This article by Molly Olson couldn’t be better (Twin Cities Pioneer Press, 2/7/11). Olson has long been a staunch friend of equally shared parenting. For years she’s fought in her home state of Minnesota for equal parental rights for dads.
Now she and her Center for Parental Responsibility have a bill before the Minnesota legislature that is the best I’ve yet seen. With but one exception, it covers all the bases. Better still is Olson’s belief that it has a real chance of passing. Here’s the text of the bill.
HF322 has just been introduced in the Minnesota House of Representatives. In a nutshell, it requires divorcing or separating parents to try to establish a parenting plan. No such plan can give parenting time of less than 45.1% to either parent. If the parents can’t agree on a plan, the judge will order one.
If the judge orders one, there is a rebuttable presumption of shared parenting under which neither parent may be given less than 45.1% of the parenting time. Any parent seeking to rebut the presumption would have to do so by clear and convincing evidence (that’s the evidentiary standard between ‘preponderance of evidence’ and ‘beyond reasonable doubt’). The parent seeking to rebut the presumption would have to prove on the part of the other parent “an unfitness… that would cause substantial harm to the children.”
That of course includes violence or child abuse. But Section 7, Subdivision 2(d) states
Allegations of substance abuse, mental illness, spousal or child abuse or neglect, and any subsequent issuance of protective orders are not sufficient to cause cessation or reduction in parent and child contact.
To say the least, that’s a huge step forward. It finally strikes a blow at what countless family law practitioners have criticized for years – the use of abuse allegations to separate fathers from children. Under the HF322, family courts would have to find for themselves by clear and convincing evidence that any such abuse would constitute a danger to the child before it could reduce parent-child contact.

..............................

EXERCISE –
Reproduce the passage of the shared parenting article from "Now she and" up to and including "of the bill.". Rely solely on the shared parenting article for what comes next.

GIVEN INFORMATION –
..............................

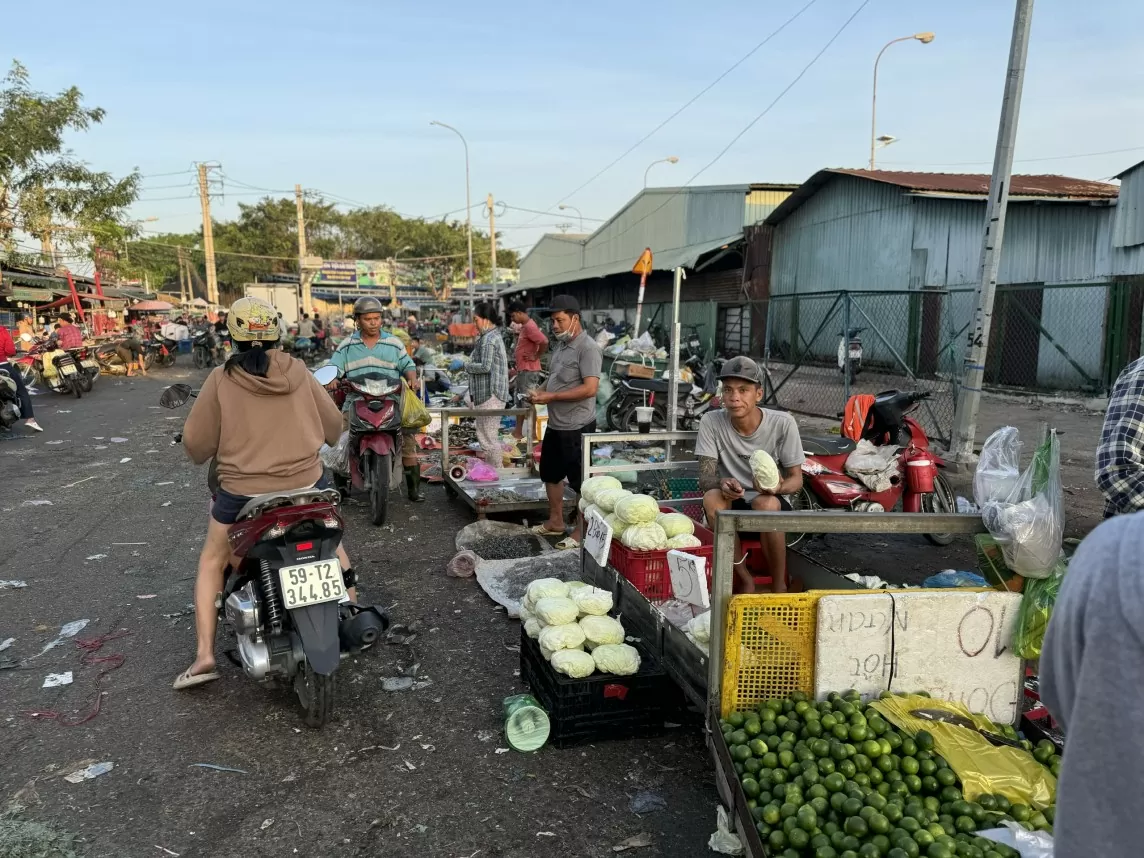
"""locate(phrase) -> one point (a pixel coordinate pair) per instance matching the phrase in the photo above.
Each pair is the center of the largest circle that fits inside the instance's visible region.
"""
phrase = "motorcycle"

..............................

OUTPUT FOR THIS EXERCISE –
Now she and her Center for Parental Responsibility have a bill before the Minnesota legislature that is the best I’ve yet seen. With but one exception, it covers all the bases. Better still is Olson’s belief that it has a real chance of passing. Here’s the text of the bill.